● **Source text**
START
SWE.4 / SWE.5 / SWE.6: Testing Processes

SWE.4 - Software Unit Verification: Critical BPs

BP	Description	Most Assessed Evidence
SWE.4.BP1	Develop unit test cases and procedures based on SWE.3 detailed design. Tests must be traceable to the unit design, not just to requirements.	Unit test plan, test case specifications with explicit SWE.3 traceability links
SWE.4.BP2	Select and apply code coverage criteria appropriate to the safety level. For non-safety: statement + branch coverage minimum. For ISO 26262 ASIL B: MC/DC required.	Coverage measurement report from testing framework (LDRA, VectorCAST, GoogleTest + gcov). Report must show per-unit coverage vs. target.
SWE.4.BP3	Execute unit tests and record results. All test executions must be logged with pass/fail, configuration used, and tester identity.	Automated test execution logs with timestamps, or manual test result sheets with tester sign-off
SWE.4.BP4	Ensure consistency and establish bidirectional traceability. Test cases trace to detailed design elements. Every design element is covered by at least one test case.	SWE.4 traceability matrix: Test Case ID ↔ SWE.3 unit/function ID
SWE.4.BP5	Ensure that all open defects are addressed before proceeding. Defects found in unit testing are logged, analyzed, fixed, and re-tested.	Defect tracking records showing all critical/high defects resolved or formally deferred with justification before SWE.5 entry

SWE.5 - Software Integration Testing: Critical BPs

BP	Description	Most Assessed Evidence
SWE.5.BP1	Develop software integration strategy. Define the order of component integration and the rationale (bottom-up, feature-based, or risk-driven).	Integration strategy document or integration plan section with integration order and dependency graph
SWE.5.BP2	Develop integration test cases traceable to SWE.2 interface specifications. Tests verify that components interact correctly at their defined interfaces.	Integration test cases referencing SWE.2 interface IDs. Test for normal behavior, boundary conditions, and error injection at interfaces.
SWE.5.BP3	Execute integration tests and record results. Regression tests must be executed after each integration increment.	Integration test execution log; regression test results per build/increment
SWE.5.BP4	Ensure bidirectional traceability: integration test cases ↔ SWE.2 interfaces and ↔ SWE.1 requirements (via SWE.2 allocation).	Integration test traceability matrix; test coverage report against architecture interfaces

SWE.6 - Software Qualification Testing: Critical BPs

BP	Description	Most Assessed Evidence
SWE.6.BP1	Develop qualification test cases from SWE.1 requirements (closing the V-model loop). Every SWE.1 requirement must be covered by at least one qualification test case.	Qualification test specification with explicit SWE.1 requirement traceability. 100% requirements coverage required (or formal deviation approved).
SWE.6.BP2	Execute qualification tests and record results. Test results must be archived and associated with the specific software version tested.	Qualification test report: version under test, test date, pass/fail per test case, tester, environment configuration
SWE.6.BP3	Ensure regression testing on change. Any change after a baseline requires regression test execution to demonstrate no unintended impacts.	Regression test execution records triggered by change requests; traceability from CR to affected test cases to re-executed results
SWE.6.BP4	Ensure bidirectional traceability: qualification test cases ↔ SWE.1 requirements (closing the complete chain: OEM requirement → SYS req → SW req → test).	End-to-end traceability report. The assessor will spot-check 3–5 requirements and follow the full chain.
END
● **Exercise brief**
Write out the stretch of the software testing text from "SWE.5 - Software" through "injection at interfaces.", word for word.

● **Data**
START
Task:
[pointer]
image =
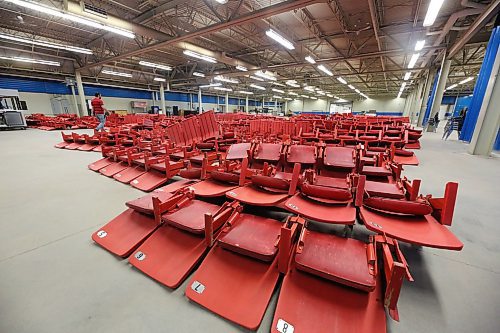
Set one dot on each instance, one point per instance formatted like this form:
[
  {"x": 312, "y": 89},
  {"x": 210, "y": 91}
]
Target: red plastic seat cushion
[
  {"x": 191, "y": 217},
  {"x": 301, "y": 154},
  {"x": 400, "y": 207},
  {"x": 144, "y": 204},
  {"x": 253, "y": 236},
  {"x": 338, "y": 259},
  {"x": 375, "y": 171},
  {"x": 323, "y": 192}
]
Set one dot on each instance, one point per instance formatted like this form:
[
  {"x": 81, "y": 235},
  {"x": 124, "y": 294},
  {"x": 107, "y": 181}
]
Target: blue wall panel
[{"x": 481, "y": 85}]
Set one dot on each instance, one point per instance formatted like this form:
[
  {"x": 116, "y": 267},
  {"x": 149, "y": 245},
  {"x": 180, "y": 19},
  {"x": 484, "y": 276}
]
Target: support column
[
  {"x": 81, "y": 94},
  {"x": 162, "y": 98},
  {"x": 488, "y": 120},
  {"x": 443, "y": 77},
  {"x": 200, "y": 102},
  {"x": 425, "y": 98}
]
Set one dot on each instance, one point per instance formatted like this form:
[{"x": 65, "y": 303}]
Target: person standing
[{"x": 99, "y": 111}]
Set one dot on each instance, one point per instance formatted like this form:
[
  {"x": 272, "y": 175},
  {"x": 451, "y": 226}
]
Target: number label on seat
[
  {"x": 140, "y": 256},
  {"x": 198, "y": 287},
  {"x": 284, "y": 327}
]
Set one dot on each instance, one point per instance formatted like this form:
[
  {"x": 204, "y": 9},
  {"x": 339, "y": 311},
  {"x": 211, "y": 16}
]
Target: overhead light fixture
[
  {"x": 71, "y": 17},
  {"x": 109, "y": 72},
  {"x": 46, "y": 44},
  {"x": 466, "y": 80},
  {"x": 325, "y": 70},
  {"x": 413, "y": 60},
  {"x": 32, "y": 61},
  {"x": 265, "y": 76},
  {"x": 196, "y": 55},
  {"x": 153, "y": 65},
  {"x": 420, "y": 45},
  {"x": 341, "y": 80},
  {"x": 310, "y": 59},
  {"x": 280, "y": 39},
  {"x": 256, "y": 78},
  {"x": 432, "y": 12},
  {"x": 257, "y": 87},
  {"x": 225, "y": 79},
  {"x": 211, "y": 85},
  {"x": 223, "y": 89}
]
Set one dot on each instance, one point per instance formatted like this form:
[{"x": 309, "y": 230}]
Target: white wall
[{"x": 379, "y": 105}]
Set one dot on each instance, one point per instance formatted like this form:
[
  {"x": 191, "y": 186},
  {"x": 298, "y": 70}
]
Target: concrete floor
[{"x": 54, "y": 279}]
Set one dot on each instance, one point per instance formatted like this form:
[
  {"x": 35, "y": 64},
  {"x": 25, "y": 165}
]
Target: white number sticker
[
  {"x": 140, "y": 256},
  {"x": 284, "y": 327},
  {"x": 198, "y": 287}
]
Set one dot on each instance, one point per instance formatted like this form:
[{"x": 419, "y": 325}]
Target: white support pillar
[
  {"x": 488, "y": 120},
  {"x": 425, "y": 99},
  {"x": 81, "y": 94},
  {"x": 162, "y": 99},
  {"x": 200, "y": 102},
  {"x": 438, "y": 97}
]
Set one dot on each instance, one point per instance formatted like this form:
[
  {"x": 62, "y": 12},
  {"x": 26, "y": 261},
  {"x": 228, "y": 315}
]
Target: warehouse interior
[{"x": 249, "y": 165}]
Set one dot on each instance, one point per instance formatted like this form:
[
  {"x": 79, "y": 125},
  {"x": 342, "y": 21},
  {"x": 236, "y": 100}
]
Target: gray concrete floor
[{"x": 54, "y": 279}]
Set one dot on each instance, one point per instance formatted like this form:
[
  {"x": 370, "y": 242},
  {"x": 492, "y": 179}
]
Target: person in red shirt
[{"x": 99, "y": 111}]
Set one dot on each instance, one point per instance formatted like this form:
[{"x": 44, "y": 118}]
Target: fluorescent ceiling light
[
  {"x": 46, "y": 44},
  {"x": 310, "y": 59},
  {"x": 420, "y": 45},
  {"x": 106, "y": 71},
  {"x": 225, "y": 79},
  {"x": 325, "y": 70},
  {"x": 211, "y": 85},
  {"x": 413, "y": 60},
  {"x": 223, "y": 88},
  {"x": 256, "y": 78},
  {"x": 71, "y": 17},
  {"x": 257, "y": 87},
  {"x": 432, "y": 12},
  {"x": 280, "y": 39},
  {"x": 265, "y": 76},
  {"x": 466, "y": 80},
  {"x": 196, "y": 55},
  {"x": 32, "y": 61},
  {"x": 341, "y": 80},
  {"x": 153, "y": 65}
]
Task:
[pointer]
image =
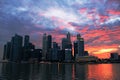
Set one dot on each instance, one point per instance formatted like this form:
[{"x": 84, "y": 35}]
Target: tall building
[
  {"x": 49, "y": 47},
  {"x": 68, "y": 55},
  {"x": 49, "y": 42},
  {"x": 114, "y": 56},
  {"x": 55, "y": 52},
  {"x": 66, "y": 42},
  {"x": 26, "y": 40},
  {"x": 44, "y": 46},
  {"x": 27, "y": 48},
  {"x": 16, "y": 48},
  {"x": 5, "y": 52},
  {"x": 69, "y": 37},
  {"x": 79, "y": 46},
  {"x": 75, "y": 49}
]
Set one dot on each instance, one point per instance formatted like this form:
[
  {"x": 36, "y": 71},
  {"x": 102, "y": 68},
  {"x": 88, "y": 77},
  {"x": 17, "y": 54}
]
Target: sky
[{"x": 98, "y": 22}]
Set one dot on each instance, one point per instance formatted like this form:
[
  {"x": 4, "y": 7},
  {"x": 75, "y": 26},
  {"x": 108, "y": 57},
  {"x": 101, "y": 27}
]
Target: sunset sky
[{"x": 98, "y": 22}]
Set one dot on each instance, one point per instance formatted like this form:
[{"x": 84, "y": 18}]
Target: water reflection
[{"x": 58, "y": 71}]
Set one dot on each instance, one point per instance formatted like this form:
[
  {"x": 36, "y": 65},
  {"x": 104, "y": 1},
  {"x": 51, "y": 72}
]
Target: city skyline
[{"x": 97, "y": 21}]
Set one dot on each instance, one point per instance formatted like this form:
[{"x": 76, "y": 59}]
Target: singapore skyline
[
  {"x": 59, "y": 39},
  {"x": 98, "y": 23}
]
END
● **Solved problem**
SWE.5 - Software Integration Testing: Critical BPs

BP	Description	Most Assessed Evidence
SWE.5.BP1	Develop software integration strategy. Define the order of component integration and the rationale (bottom-up, feature-based, or risk-driven).	Integration strategy document or integration plan section with integration order and dependency graph
SWE.5.BP2	Develop integration test cases traceable to SWE.2 interface specifications. Tests verify that components interact correctly at their defined interfaces.	Integration test cases referencing SWE.2 interface IDs. Test for normal behavior, boundary conditions, and error injection at interfaces.